INSTRUCTION 1:
Reproduce the article about Esam Omeish's candidacy in full, word for word.

SOURCE EXCERPT:
──────────────────────────────

Pro-Muslim Brotherhood Candidate Eyes Public Office

In an April 2004 speech at a Muslim American Society (MAS) conference in Overland Park, Kansas, Dr. Esam Omeish stated that either Islam will “become the dominant religion of the next century” or “we may be forcibly rejected from the West because of forces of intolerance, racism, and bigotry.”

In 2006, the Muslim American Society made a bold statement at their regional conference in Los Angeles, California, encouraging Muslims to redirect their traditional career paths as doctors, lawyers, and engineers to taking on key roles in media and politics. Speakers hailed media and the political arena as the new battlegrounds where power could be united to forge a Muslim agenda for the United States. One such speaker was Dr. Esam Omeish.

Present at this conference, I found it interesting that while several speakers from the Muslim American Society spoke of a dual identity, being American and Muslim, Omeish’s charged rhetoric was distinctly Islamist. Islamists believe Islam is not merely a private faith, but a religious-political movement that should be the basis for governing society.

Fast forward to 2009. Omeish is now a candidate for the 35th district of the Virginia House of Delegates. Omeish’s candidacy draws across-the-board scrutiny on the difference between American Muslims and Islamists.

In the United States, many Islamists are mistakenly considered moderates because they work to lawfully indoctrinate Islamic ideology “by persuasion” rather than force. Such “progressive” Islamists denounce the violence of groups like al-Qaeda and the Taliban, but not the ideology behind them.

Omeish now brings this rhetoric to the voters of Virginia’s 35th district, who, on June 9, will decide whether Omeish should represent them as the Democratic Party candidate. It is critical that Virginians examine Omeish’s previous public statements and question his allegiances to determine whether they are in conflict with the duties he will assume should he be elected.

Islamism was founded by Egyptian Hasan al-Banna and the Muslim Brotherhood in 1928. President Barack Obama has called this desire for a global caliphate “repressive.” Omeish, it seems, feels otherwise. In a 2004 letter from Omeish while president of MAS to the Washington Post, he stated that “the influence of Muslim Brotherhood ideas has been instrumental in defining our understanding of Islam within the American and Western context.”

──────────────────────────────

DATASET ENTRIES:

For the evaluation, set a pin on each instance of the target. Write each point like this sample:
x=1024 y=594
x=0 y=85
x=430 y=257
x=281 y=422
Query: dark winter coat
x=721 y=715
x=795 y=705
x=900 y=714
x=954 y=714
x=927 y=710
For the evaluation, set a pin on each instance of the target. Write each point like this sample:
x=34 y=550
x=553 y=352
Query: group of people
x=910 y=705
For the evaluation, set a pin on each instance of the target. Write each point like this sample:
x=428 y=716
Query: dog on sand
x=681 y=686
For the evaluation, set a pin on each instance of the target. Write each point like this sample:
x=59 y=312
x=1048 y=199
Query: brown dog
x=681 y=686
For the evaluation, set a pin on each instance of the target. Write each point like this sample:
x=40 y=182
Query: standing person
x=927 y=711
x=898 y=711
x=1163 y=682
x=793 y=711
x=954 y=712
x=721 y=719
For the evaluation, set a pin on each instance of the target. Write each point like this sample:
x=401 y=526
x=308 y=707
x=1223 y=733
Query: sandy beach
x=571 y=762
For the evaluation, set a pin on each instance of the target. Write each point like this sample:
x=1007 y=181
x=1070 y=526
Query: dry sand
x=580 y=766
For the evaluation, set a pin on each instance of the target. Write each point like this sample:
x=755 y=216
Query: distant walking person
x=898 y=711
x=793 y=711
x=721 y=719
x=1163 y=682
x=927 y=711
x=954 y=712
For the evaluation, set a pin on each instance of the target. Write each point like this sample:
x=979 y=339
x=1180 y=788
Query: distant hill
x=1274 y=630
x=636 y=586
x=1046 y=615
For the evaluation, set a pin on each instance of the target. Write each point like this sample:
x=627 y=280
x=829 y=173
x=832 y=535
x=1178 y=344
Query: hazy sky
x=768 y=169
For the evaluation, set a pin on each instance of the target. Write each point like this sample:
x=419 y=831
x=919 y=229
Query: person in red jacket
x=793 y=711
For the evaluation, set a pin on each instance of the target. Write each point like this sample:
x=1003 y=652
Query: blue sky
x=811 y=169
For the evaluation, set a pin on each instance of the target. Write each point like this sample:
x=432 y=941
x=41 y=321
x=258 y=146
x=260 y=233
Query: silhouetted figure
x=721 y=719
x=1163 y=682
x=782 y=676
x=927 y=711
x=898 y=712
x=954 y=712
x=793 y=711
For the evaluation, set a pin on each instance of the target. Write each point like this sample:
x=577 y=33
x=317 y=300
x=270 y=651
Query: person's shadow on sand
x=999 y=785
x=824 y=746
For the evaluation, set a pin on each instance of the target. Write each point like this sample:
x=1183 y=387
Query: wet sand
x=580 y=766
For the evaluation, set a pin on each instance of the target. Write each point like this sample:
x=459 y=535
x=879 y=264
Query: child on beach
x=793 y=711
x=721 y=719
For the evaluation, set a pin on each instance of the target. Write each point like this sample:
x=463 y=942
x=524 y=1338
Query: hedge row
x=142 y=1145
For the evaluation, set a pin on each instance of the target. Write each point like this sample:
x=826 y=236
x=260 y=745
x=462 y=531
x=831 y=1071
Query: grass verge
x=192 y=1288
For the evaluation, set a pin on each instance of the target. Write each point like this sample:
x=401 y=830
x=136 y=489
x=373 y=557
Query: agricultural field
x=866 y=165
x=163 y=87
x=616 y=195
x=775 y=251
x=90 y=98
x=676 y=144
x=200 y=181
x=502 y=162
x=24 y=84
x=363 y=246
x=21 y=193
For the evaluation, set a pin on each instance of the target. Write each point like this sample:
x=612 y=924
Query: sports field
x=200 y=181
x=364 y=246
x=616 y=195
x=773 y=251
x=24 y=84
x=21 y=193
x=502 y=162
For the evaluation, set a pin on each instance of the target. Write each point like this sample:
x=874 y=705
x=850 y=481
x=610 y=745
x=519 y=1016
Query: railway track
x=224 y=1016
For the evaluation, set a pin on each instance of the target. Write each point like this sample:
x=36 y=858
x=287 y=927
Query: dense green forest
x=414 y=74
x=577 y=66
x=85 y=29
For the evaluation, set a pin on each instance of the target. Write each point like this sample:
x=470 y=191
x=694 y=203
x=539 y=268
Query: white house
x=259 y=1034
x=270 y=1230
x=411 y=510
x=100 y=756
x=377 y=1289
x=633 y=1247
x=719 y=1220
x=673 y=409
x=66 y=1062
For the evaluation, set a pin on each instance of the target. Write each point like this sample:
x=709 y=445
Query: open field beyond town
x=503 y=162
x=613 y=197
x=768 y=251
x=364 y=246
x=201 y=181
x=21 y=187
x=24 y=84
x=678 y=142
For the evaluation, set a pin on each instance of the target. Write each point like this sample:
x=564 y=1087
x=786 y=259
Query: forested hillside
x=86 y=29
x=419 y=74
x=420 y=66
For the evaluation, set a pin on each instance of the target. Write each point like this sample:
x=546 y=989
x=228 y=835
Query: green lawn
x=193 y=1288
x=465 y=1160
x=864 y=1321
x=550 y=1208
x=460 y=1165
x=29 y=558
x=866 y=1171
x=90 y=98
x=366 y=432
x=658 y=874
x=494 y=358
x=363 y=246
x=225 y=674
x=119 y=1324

──────────────────────────────

INSTRUCTION 2:
Find every line in the listing that contains the word "person" and copy each one out; matches must have the same capitalization.

COMPLETE RESPONSE 1:
Pro-Muslim Brotherhood Candidate Eyes Public Office

In an April 2004 speech at a Muslim American Society (MAS) conference in Overland Park, Kansas, Dr. Esam Omeish stated that either Islam will “become the dominant religion of the next century” or “we may be forcibly rejected from the West because of forces of intolerance, racism, and bigotry.”

In 2006, the Muslim American Society made a bold statement at their regional conference in Los Angeles, California, encouraging Muslims to redirect their traditional career paths as doctors, lawyers, and engineers to taking on key roles in media and politics. Speakers hailed media and the political arena as the new battlegrounds where power could be united to forge a Muslim agenda for the United States. One such speaker was Dr. Esam Omeish.

Present at this conference, I found it interesting that while several speakers from the Muslim American Society spoke of a dual identity, being American and Muslim, Omeish’s charged rhetoric was distinctly Islamist. Islamists believe Islam is not merely a private faith, but a religious-political movement that should be the basis for governing society.

Fast forward to 2009. Omeish is now a candidate for the 35th district of the Virginia House of Delegates. Omeish’s candidacy draws across-the-board scrutiny on the difference between American Muslims and Islamists.

In the United States, many Islamists are mistakenly considered moderates because they work to lawfully indoctrinate Islamic ideology “by persuasion” rather than force. Such “progressive” Islamists denounce the violence of groups like al-Qaeda and the Taliban, but not the ideology behind them.

Omeish now brings this rhetoric to the voters of Virginia’s 35th district, who, on June 9, will decide whether Omeish should represent them as the Democratic Party candidate. It is critical that Virginians examine Omeish’s previous public statements and question his allegiances to determine whether they are in conflict with the duties he will assume should he be elected.

Islamism was founded by Egyptian Hasan al-Banna and the Muslim Brotherhood in 1928. President Barack Obama has called this desire for a global caliphate “repressive.” Omeish, it seems, feels otherwise. In a 2004 letter from Omeish while president of MAS to the Washington Post, he stated that “the influence of Muslim Brotherhood ideas has been instrumental in defining our understanding of Islam within the American and Western context.”

COMPLETE RESPONSE 2:
Query: standing person
Query: distant walking person
Query: person in red jacket
Query: person's shadow on sand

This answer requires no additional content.